* STATED TASK A *
Filter the entries below, copying each line that holds the string "answer". Case counts.

++++ EXTRACTED TEXT

Steyn and his numbers
Sully links to a review by Johann Hari of Mark Steyn’s book ‘America Alone: The End Of The World As We Know It’. I haven’t read the book, probably won’t and don’t necessarily agree with Hari. What does interest me, however, is Hari’s consideration of Steyn’s demographic projections for Europe, because I’ve wondered about them before.
Back in early 2005, Steyn wrote an article entitled US can sit back and watch Europe implode. In it, he quotes ‘some projections’ that the EU will be 40% moslem by 2025; bizarrely, he wrote this article after 10 new states acceded to the EU, adding a population of 74 million, nearly all of whom are non-moslem, which would about cancel out the effect of eventual Turkish accession in terms of moslems added to the EU population; Turkey, remember, is far and away the biggest moslem population at all likely to join the EU by accession. He also mentions ‘CIA projections’ that Europe will break up within 15 years. He doesn’t provide any evidence or citations, however, however, so google is our friend.
There was an NIC report released in December 2004, a couple of months before the article was written, where four ‘fictional scenarios’ were considered; one of them, starting on page 83, is ‘A New Caliphate’ in which the moslem population of Europe is projected to go as high as between 22 and 37 million; that is not the same thing, of course, as heading towards 40 percent. Could he have made that mistake? It doesn’t seem reasonable that he could have, but maybe he did, and in company; there is a Scotsman article at about the same time (a little over a month before Steyn’s article) that talks of a CIA report (that clearly seems to refer to the NIC2020 project from which the fictional scenario I mentioned was taken) where it is projected that the moslem population will climb to 22 to 37% instead of the 22-37 million in the report. So it seems that the Scotsman author, at least, did make the mistake of switching percent in for millions. The only collapse hypothesised within 15 years, in the NIC report, though, is that of US-EU relations, not of the EU itself (as correctly reported by the Scotsman article). Probably unconnected, but in 2005 both the Scotsman and the Telegraph (for whom Steyn at that time wrote a column) were owned by the same people, the Barclay brothers.
At the beginning of 2004, the population of the EU was 456 million. 40% of that figure is 182 million. Where are they going to come from in twenty years, assuming anything close to a constant EU population, from a 2005 muslim EU population of 15 million or so? Even if the population drops as the babyboomers do, there’s still going to be, ballpark, over a hundred million new moslems needed to make that figure true.
Did Steyn misunderstand the figures he was quoting? I have no idea; he should really have referenced them so we could check. Did he retract the claims? Maybe; I’ve not seen it, but he seems to be peddling the same crap in his book. But then, it’s more fun to make huge claims than do boring old sourced journalism.
personally I’m not a big fan of either Steyn or Hari. Steyn is a polemist and Hari is just plain annoying.
Comment by dizzy — 3/10/2007 @ 3:05 am
I don’t really know anything about Hari, but I’m certainly not about to spend money on Steyn’s book, particularly given that I don’t trust Steyn’s numbers in general; without his numbers, he has no case for impending doom other than, perhaps, wishful thinking.

++++++++
++++ DATA PROVIDED

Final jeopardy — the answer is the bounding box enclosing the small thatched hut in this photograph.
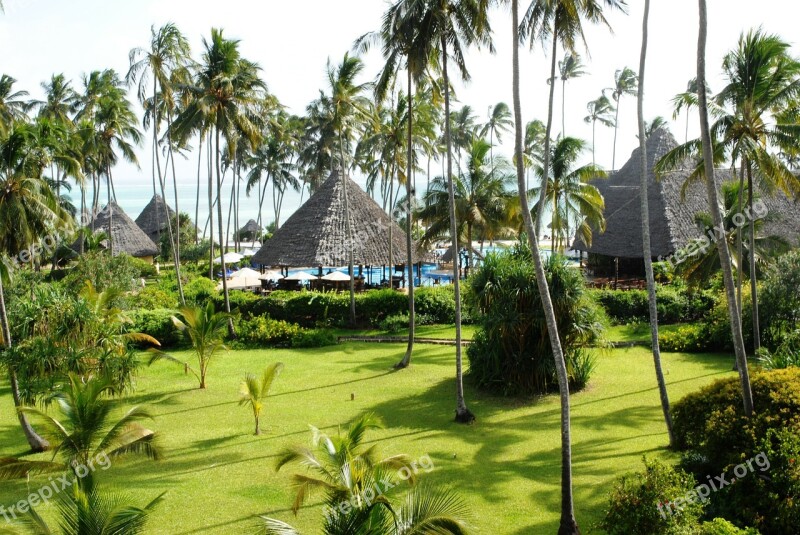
[136,195,175,243]
[236,219,261,241]
[573,129,800,274]
[72,201,158,262]
[253,171,416,267]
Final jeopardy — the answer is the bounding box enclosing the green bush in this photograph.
[292,329,339,348]
[600,459,703,535]
[467,245,604,395]
[236,316,301,347]
[126,308,182,347]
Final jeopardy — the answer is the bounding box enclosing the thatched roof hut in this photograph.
[237,219,261,241]
[136,195,175,243]
[72,201,158,259]
[573,129,800,259]
[253,171,416,267]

++++++++

* STATED TASK B *
Rewrite the paragraph of the post on Steyn's numbers that begins "At the beginning of 2004" more briefly, keeping its main facts.

* COMPLETE RESPONSE A *
Final jeopardy — the answer is the bounding box enclosing the small thatched hut in this photograph.
Final jeopardy — the answer is the bounding box enclosing the green bush in this photograph.
Final jeopardy — the answer is the bounding box enclosing the thatched roof hut in this photograph.

* COMPLETE RESPONSE B *
The EU had 456 million people at the start of 2004, and 40% of that is 182 million. Starting from about 15 million Muslims in the EU in 2005, and assuming a roughly constant population, reaching that figure in twenty years would take, ballpark, over a hundred million new Muslims. That holds even if the population drops as the baby boomers do.